• [Objective]
Can you continue the book review of The Lost Dogs below, picking up right after its final sentence?

• [Excerpt to read]
■ ■ ■ ■
The Lost Dogs follows the case of Michael Vick’s dog-fighting ring, Bad Newz Kennels, and the passionate fight to bring him to justice. The many beautiful dogs in the book are described with such clarity and warmth that you feel you know them.  The journalists have thoroughly researched this book and I think they provided a balanced account.  I love that it’s not too ‘schmaltzy’; the horrors described within are emotive enough that there is no need for purple prose.  The impact is immediate.
■ ■ ■ ■
• [Given material]
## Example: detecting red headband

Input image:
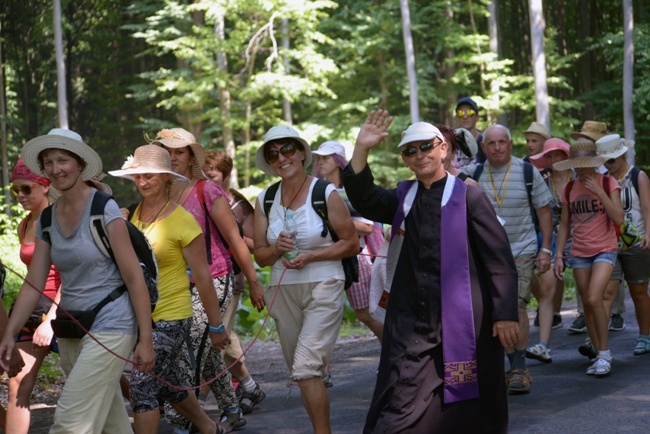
■ ■ ■ ■
• [Reply to the exercise]
This is the book that made me research ‘pit bulls’, puppy mills and ‘backyard breeders’.  ‘Pit bull’ actually refers to a collection of dogs, including American Pit Bull Terriers, American Staffordshire Terriers, and mixes of the two. I was surprised to learn that ‘pit bulls’ actually rated higher in temperament testing than golden retrievers (American Temperament Test Society 2010).  The ‘vicious’ pitbulls we read about in the media are often the result of mistreatment rather than their innate temperament.  Every time one of these stories comes up, it is sensationalised in the media; many people react to this type of fear-mongering by wanting stricter laws. But the evidence is that breed-specific legislation does not work. There are umpteen factors that can contribute to an aggressive dog – for instance, lack of early socialisation and training.  It seems more prudent to start with educating people on good socialisation of their dogs and providing excellent dog training facilities.

Puppy mills and backyard breeders deserve an article of their own, but are just another example of rampant consumerism in modern-day society.  Greed is what fuels these ‘organisations’; but I believe that most people are inherently kind and an educated public will wake up to the horrors of these practices.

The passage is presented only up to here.